EXTRACTED MATERIAL:
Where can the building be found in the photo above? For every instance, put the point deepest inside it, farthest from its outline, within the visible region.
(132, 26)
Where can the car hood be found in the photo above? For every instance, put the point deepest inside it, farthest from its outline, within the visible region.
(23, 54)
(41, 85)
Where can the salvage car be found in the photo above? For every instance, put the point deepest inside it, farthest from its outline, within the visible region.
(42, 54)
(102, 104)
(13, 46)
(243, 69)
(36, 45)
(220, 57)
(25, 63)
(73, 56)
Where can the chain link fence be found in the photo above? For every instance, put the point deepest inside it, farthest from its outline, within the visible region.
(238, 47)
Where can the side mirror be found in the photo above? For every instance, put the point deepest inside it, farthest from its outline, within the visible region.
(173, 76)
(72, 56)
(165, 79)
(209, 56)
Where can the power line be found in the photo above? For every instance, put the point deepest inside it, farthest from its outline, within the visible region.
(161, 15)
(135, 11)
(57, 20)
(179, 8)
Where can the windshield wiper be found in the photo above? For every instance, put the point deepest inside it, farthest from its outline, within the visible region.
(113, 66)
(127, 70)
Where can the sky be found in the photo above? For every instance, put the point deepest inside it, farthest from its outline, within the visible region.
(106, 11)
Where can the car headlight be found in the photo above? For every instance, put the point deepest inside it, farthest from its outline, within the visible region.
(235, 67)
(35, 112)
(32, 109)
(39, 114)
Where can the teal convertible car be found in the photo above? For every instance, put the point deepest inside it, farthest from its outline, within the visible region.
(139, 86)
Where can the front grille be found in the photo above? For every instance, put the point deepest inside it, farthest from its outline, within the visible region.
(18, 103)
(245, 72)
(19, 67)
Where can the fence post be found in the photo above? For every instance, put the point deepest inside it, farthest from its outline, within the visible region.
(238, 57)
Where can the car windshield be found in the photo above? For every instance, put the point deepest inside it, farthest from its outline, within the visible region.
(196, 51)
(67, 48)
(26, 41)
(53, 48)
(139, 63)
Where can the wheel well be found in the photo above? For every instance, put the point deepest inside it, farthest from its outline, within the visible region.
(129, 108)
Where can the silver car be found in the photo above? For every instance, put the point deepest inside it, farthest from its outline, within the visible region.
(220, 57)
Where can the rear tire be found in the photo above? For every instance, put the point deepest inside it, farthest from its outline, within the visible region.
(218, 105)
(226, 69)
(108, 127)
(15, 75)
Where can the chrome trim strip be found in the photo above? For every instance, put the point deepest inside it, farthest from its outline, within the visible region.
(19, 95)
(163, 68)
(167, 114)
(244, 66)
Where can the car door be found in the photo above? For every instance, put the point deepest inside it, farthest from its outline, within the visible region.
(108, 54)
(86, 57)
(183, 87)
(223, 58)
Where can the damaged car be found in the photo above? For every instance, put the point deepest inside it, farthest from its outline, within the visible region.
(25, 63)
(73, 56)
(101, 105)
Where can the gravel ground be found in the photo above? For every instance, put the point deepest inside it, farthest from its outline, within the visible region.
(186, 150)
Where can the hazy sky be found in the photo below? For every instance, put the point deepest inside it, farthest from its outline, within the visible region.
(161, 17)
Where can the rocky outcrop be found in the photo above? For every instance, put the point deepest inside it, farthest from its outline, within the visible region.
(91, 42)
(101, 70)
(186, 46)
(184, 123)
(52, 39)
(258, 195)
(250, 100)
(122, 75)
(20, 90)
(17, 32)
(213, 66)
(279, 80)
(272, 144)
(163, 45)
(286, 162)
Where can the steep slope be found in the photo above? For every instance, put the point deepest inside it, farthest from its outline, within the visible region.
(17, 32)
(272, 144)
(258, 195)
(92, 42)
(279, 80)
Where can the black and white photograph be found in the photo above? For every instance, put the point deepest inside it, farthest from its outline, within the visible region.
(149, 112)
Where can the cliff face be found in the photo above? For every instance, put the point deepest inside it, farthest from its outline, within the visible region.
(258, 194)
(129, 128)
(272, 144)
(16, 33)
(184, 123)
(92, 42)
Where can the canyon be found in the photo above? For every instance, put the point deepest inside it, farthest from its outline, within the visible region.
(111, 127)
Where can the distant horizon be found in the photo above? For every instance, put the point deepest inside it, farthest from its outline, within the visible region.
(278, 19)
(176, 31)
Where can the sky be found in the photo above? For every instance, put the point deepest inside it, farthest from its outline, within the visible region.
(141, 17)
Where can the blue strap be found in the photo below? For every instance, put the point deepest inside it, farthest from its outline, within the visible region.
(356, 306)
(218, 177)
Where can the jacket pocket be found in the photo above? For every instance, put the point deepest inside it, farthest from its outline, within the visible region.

WHAT THE TASK ASKS:
Give all the entries above as a numbered list, with blank lines left out.

TASK ANSWER:
1. Where can the building be found in the photo above? For every instance, put the point deepest inside it, farthest from its outline, within the visible region.
2. (132, 26)
3. Where can the car hood be found in the photo above? For every instance, put the point deepest inside it, farthest from its outline, within the visible region.
4. (23, 54)
5. (41, 85)
6. Where can the salvage car be found in the photo above? For every instance, put the point deepest inside it, farthest from its outline, within the visible region.
7. (42, 54)
8. (102, 104)
9. (13, 46)
10. (243, 69)
11. (36, 45)
12. (220, 57)
13. (25, 63)
14. (73, 56)
15. Where can the chain link fence be found in the photo above? For every instance, put the point deepest inside it, farthest from its outline, within the visible region.
16. (238, 47)
17. Where can the side mirror be found in the photo above? For every instance, put the point deepest inside it, farthest from its outline, within the visible region.
18. (173, 76)
19. (72, 56)
20. (165, 79)
21. (209, 56)
22. Where can the power line be found in the photo above? For every instance, put the point deepest inside it, farthest from its outline, within the visible region.
23. (161, 15)
24. (135, 11)
25. (57, 20)
26. (179, 8)
27. Where can the windshield wiper be found in the photo above? For every instance, put the point deepest inside it, farthest from its outline, within the visible region.
28. (113, 66)
29. (127, 70)
30. Where can the sky be found in the photo above? For every instance, put the point deepest inside it, farthest from its outline, within the visible region.
31. (106, 11)
32. Where can the car headlight be found in the photo above? For every instance, put the point deepest inside it, farthest from its outline, within the visible region.
33. (235, 67)
34. (35, 112)
35. (32, 109)
36. (39, 114)
37. Where can the teal convertible car be found in the photo above? For every instance, put the point deepest inside it, farthest from its outline, within the visible region.
38. (139, 86)
39. Where can the front grille be found in the photo above? For every instance, put the point deepest inside it, farthest from its outline, within the visible region.
40. (18, 103)
41. (245, 72)
42. (19, 67)
43. Where can the fence post be found in the photo above? For every instance, put the point deepest inside it, farthest from its outline, within the visible region.
44. (238, 57)
45. Where can the car windshield be found in the photo above? For every instance, put the point deepest inside it, farthest from its outline, within the visible region.
46. (196, 51)
47. (67, 48)
48. (26, 41)
49. (53, 48)
50. (139, 63)
51. Where can the wheel well be found in the photo above? For every instance, put the point deepest inside it, farthest from its outline, within the visible region.
52. (129, 108)
53. Where can the silver car be found in the photo above? For every instance, put the point deepest inside it, farthest from its outline, within the visible region.
54. (220, 57)
55. Where can the rear tire be found in the photo above? For every instance, put the point deepest inside it, farthest from its outline, within the visible region.
56. (218, 105)
57. (226, 69)
58. (108, 127)
59. (15, 75)
60. Where can the chrome trim strip be found in the photo above? For every instance, put the point deepest inside it, farthest from its outline, within the visible region.
61. (19, 95)
62. (163, 68)
63. (167, 114)
64. (244, 66)
65. Where can the car door be found in the photo above? For every instance, put the point deepest inside it, farthest from its outline, within the visible region.
66. (108, 54)
67. (86, 57)
68. (183, 87)
69. (223, 58)
70. Where can the damaged car be found in the photo above? For every instance, put the point deepest inside it, farthest from its outline, within the visible region.
71. (25, 63)
72. (73, 56)
73. (101, 105)
74. Where can the gravel ground be found in the photo above? For every instance, put the point deepest inside it, farthest from its outline, within the visible region.
75. (186, 150)
76. Where can the hazy sky be found in the photo below? For every instance, put the point deepest inside it, farthest from its outline, within the visible region.
77. (161, 17)
78. Where can the rocky outcrop be found in the photo above? For every instance, put the point deepest inside it, farthest from its outline, within the visible region.
79. (91, 42)
80. (101, 70)
81. (186, 46)
82. (184, 123)
83. (52, 39)
84. (258, 195)
85. (250, 100)
86. (122, 75)
87. (20, 90)
88. (17, 32)
89. (213, 66)
90. (279, 80)
91. (272, 144)
92. (163, 45)
93. (286, 162)
94. Where can the steep slope be found in the photo above? For every instance, put the point deepest inside it, farthest from its outline, within the visible region.
95. (17, 32)
96. (272, 144)
97. (258, 195)
98. (92, 42)
99. (279, 80)
100. Where can the black and white photograph be found in the photo above? For every instance, put the point deepest inside it, farthest from its outline, within the visible region.
101. (149, 112)
102. Where can the cliff face be found in the photo above? For every instance, put the point deepest inside it, farthest from its outline, within the visible region.
103. (258, 194)
104. (129, 128)
105. (272, 144)
106. (16, 33)
107. (184, 123)
108. (92, 42)
109. Where can the canyon be found in the photo above? For every instance, put the point deepest inside it, farthest from its outline, within the visible region.
110. (111, 127)
111. Where can the distant horizon be found in the photo above? For every instance, put the point deepest inside it, farthest from its outline, within the visible region.
112. (278, 19)
113. (176, 31)
114. Where can the sky be found in the photo above? For every instance, put the point deepest inside it, farthest from its outline, within the visible region.
115. (141, 17)
116. Where can the blue strap be found in the photo below? For every instance, put the point deepest inside it, farthest from its outline, within the visible region.
117. (356, 306)
118. (218, 177)
119. Where can the jacket pocket be found in the photo above? For every instance, put the point deepest inside it, farthest from its outline, within the visible region.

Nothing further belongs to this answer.